Esercizio scritto. Riproduci alla lettera il passo del brano sulle indagini nel procedimento disciplinare che comincia con "3. Alle persone" e prosegue fino a "del codice penale.".

━━━ Brano scelto ━━━

Indagini nel procedimento disciplinare
1. Il pubblico ministero procede all'attivita' di indagine. Le
funzioni di pubblico ministero sono esercitate dal Procuratore
generale presso la Corte di cassazione o da un magistrato del suo
ufficio.
2. Per l'attivita' di indagine si osservano, in quanto compatibili,
le norme del codice di procedura penale, eccezione fatta per quelle
che comportano l'esercizio di poteri coercitivi nei confronti
dell'imputato, delle persone informate sui fatti, dei periti e degli
interpreti. Si applica, comunque, quanto previsto dall'articolo 133
del codice di procedura penale.
3. Alle persone informate sui fatti, ai periti e interpreti si
applicano le disposizioni degli articoli 366, 371-bis, 371-ter, 372,
373, 376, 377 e 384 del codice penale.

━━━ Righe di dati ━━━

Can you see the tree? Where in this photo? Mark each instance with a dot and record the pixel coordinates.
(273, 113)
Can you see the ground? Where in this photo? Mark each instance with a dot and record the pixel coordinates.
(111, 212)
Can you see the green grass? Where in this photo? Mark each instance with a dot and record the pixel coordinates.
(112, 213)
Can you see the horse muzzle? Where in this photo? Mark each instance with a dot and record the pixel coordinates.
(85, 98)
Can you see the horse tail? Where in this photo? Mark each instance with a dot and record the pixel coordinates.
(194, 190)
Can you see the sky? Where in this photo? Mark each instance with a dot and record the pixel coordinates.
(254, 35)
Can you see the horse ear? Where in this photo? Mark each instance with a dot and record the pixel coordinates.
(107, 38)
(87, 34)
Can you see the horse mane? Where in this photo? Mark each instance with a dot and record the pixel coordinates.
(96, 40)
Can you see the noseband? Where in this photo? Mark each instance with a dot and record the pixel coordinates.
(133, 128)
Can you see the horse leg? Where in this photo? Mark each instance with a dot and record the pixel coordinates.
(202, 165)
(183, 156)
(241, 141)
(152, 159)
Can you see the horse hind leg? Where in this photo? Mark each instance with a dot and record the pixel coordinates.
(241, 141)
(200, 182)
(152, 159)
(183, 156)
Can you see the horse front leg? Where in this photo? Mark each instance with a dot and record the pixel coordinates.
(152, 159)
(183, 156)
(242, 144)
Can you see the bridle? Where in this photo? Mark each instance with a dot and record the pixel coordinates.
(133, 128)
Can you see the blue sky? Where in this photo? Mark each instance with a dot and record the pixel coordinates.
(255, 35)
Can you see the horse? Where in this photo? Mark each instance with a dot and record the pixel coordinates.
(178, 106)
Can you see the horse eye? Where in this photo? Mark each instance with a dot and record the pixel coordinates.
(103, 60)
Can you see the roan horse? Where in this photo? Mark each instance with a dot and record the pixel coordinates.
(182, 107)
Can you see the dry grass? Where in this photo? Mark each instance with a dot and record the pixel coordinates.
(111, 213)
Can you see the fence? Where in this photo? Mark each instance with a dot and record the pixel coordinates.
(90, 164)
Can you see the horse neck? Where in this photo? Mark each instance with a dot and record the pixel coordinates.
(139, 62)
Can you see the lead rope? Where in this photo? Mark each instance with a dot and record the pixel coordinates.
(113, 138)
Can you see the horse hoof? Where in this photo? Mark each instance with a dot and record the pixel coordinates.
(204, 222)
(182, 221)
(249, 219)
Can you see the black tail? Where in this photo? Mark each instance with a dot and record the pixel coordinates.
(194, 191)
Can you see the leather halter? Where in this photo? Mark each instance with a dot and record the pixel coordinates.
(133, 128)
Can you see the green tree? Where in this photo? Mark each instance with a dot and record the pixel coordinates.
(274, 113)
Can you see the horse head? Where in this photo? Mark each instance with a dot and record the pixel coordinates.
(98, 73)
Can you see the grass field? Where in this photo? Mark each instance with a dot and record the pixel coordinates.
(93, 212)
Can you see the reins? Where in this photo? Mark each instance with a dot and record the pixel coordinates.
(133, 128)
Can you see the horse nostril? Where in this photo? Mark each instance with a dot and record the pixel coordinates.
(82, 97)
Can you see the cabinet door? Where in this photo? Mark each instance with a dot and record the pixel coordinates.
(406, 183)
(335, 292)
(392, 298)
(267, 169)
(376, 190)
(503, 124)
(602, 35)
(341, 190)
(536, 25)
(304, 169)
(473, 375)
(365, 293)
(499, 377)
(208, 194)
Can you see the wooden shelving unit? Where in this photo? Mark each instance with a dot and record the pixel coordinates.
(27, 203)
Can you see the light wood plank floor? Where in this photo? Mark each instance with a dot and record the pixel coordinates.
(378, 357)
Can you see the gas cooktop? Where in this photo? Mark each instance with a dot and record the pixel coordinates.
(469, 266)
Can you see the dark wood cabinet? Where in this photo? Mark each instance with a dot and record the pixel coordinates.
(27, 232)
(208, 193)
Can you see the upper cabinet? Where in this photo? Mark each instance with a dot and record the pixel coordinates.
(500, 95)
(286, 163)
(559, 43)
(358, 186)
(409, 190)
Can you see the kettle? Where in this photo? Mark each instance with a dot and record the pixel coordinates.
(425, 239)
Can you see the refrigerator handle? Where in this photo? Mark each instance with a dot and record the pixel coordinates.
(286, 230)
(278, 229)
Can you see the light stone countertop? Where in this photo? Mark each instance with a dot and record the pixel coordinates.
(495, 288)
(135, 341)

━━━

Risposta scritta.
3. Alle persone informate sui fatti, ai periti e interpreti si
applicano le disposizioni degli articoli 366, 371-bis, 371-ter, 372,
373, 376, 377 e 384 del codice penale.